WORK TO COMPLETE:
Copy every entry exactly.
= Beginning of Section =
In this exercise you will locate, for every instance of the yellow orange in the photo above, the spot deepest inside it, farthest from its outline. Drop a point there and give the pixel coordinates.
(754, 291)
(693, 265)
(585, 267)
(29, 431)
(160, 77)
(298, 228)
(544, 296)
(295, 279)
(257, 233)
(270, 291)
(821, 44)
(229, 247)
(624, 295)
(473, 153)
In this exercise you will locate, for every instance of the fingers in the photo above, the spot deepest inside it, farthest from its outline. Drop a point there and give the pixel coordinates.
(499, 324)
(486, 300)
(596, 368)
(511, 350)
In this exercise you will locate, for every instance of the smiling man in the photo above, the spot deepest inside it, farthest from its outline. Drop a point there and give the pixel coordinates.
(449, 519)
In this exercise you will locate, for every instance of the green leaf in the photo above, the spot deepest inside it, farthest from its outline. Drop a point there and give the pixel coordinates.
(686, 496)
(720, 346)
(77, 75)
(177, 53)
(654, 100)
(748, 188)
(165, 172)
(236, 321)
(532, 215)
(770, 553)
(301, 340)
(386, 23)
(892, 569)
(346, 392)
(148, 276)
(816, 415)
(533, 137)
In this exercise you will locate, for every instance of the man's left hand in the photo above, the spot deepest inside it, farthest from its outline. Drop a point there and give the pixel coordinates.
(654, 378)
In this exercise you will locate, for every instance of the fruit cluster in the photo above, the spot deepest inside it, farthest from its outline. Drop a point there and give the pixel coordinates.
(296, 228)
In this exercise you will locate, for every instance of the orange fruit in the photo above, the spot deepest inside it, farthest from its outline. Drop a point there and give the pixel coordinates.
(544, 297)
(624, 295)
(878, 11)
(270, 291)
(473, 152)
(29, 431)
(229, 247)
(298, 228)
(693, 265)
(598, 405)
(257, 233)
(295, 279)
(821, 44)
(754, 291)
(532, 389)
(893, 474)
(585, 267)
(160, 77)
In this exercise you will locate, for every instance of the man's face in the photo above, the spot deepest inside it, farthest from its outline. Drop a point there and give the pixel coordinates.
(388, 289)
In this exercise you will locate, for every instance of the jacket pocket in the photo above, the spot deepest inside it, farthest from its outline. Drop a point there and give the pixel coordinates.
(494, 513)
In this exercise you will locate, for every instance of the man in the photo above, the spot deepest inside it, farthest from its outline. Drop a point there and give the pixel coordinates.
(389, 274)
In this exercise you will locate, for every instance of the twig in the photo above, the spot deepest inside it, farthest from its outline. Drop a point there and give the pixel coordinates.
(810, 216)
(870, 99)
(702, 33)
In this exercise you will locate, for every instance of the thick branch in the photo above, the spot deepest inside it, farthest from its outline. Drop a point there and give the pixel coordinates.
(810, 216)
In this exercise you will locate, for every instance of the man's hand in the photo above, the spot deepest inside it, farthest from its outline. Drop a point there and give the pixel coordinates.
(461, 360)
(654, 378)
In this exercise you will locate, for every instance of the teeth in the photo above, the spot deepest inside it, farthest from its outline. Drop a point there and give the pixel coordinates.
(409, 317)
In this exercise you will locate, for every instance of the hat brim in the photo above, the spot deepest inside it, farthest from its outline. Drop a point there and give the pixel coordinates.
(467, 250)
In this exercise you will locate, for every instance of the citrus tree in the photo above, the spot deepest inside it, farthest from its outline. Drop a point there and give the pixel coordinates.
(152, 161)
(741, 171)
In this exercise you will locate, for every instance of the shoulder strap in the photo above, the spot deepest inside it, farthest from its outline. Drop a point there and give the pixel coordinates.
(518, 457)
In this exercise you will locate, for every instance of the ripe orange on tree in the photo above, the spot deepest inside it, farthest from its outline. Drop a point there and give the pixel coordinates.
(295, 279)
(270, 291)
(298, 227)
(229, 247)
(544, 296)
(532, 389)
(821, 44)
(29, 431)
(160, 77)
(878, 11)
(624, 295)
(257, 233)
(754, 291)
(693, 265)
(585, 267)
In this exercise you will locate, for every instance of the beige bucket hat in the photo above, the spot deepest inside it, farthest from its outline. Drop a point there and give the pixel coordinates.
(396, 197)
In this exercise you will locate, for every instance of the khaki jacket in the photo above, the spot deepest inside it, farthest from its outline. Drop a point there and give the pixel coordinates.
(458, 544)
= End of Section =
TASK RESPONSE:
In this exercise you will locate, for every instance of the yellow orange in the photo above, the spot deepest inside it, farthest from its outline. Drop a point there and give the pixel coordinates.
(754, 291)
(693, 265)
(585, 267)
(29, 431)
(160, 77)
(298, 228)
(544, 296)
(295, 279)
(257, 233)
(270, 291)
(821, 44)
(229, 247)
(624, 295)
(473, 153)
In this exercise you will locate, for every instance of the fingers in the photo above, the spot deepest inside it, farthest from its outline. Drop a point there and give the pixel coordinates.
(499, 324)
(486, 300)
(596, 368)
(511, 350)
In this exercise you will locate, for every instance of the smiling man in the photo above, the spot deepest inside it, farthest from its outline. Drop a point there and give the pixel coordinates.
(449, 519)
In this exercise you will locate, for every instance of the green leaf in the photo above, the spot deepest inside it, farthest from its outline. Drop a point there and give the pixel coordinates.
(686, 496)
(720, 346)
(77, 75)
(177, 53)
(654, 100)
(748, 188)
(165, 172)
(236, 321)
(532, 215)
(770, 553)
(301, 340)
(386, 23)
(892, 569)
(346, 392)
(148, 276)
(816, 415)
(533, 137)
In this exercise you will locate, for every instance of the man's left hand in the photo above, the spot deepest inside it, farthest from its outline. Drop a point there and give the pixel coordinates.
(654, 378)
In this exercise you will locate, for every instance of the fruit cluster in the photo above, the spot deepest inside it, farthest from its outline. Drop a point there and give the pixel coordinates.
(296, 228)
In this exercise you will locate, for every instance of the orange fruit in the photo above, the spot deepest inside it, farthest from its outline. Drop a point there and give the pixel coordinates.
(544, 297)
(624, 295)
(878, 11)
(270, 291)
(473, 152)
(29, 431)
(229, 247)
(298, 228)
(693, 265)
(598, 405)
(257, 233)
(295, 279)
(821, 44)
(754, 291)
(532, 389)
(893, 474)
(585, 267)
(160, 77)
In this exercise you will locate, for every instance of the man's face in the photo above, the spot deepest inside it, farthest from its outline. Drop a point there and give the pixel coordinates.
(388, 289)
In this exercise you will locate, for every instance of the jacket pocket in the photo above, the spot deepest inside it, farthest from its outline. Drop a point there and give the pixel coordinates.
(494, 513)
In this exercise you will locate, for every instance of the man in the photo above, the spot deepest inside it, farthest from its outline. Drop a point there and give the pixel coordinates.
(389, 274)
In this exercise you will locate, for every instance of the twig in the photo above, the spot deepest inside it, farthest from its outline. Drop a point there and give the pixel coordinates.
(810, 216)
(870, 99)
(702, 33)
In this exercise you will locate, for every instance of the thick branch in the photo above, the spot deepest inside it, farthest from its outline. Drop a point there and give the pixel coordinates.
(810, 216)
In this exercise you will locate, for every instance of the man's hand in the photo above, the spot deepest inside it, farthest from its outline. Drop a point there and give the pixel coordinates.
(461, 360)
(654, 378)
In this exercise you will locate, for every instance of the teeth in the photo above, the spot deepest inside it, farthest from its outline. Drop a point there and give the pixel coordinates.
(409, 317)
In this exercise you will locate, for every instance of the hat brim in the photo above, the spot deepest inside it, farthest from its outline. Drop a point there and give the pixel coordinates.
(467, 250)
In this exercise you will locate, for every instance of the citrus tree in the photo above, the spot deepest inside it, farthest from its outline. Drop a point there and give the pixel coordinates.
(152, 161)
(741, 171)
In this exercise you will locate, for every instance of the shoulder strap in the photo above, the spot deepest inside it, farthest from its outline. Drop a point there and give the pixel coordinates.
(518, 457)
In this exercise you will locate, for every instance of the ripe orange on tree in the photo above, the spot deepest inside it, farthest from its outline. Drop a point there and give the pixel coordinates.
(295, 279)
(270, 291)
(298, 227)
(229, 247)
(544, 296)
(532, 389)
(821, 44)
(29, 431)
(160, 77)
(878, 11)
(624, 295)
(257, 233)
(754, 291)
(693, 265)
(585, 267)
In this exercise you will locate, for every instance of the beige bucket hat in the photo above, the spot deepest inside it, farthest from its outline. Drop a point there and give the pixel coordinates.
(396, 197)
In this exercise you will locate, for every instance of the khaki jacket in the photo above, the spot deepest inside it, farthest from its outline. Drop a point there and give the pixel coordinates.
(458, 544)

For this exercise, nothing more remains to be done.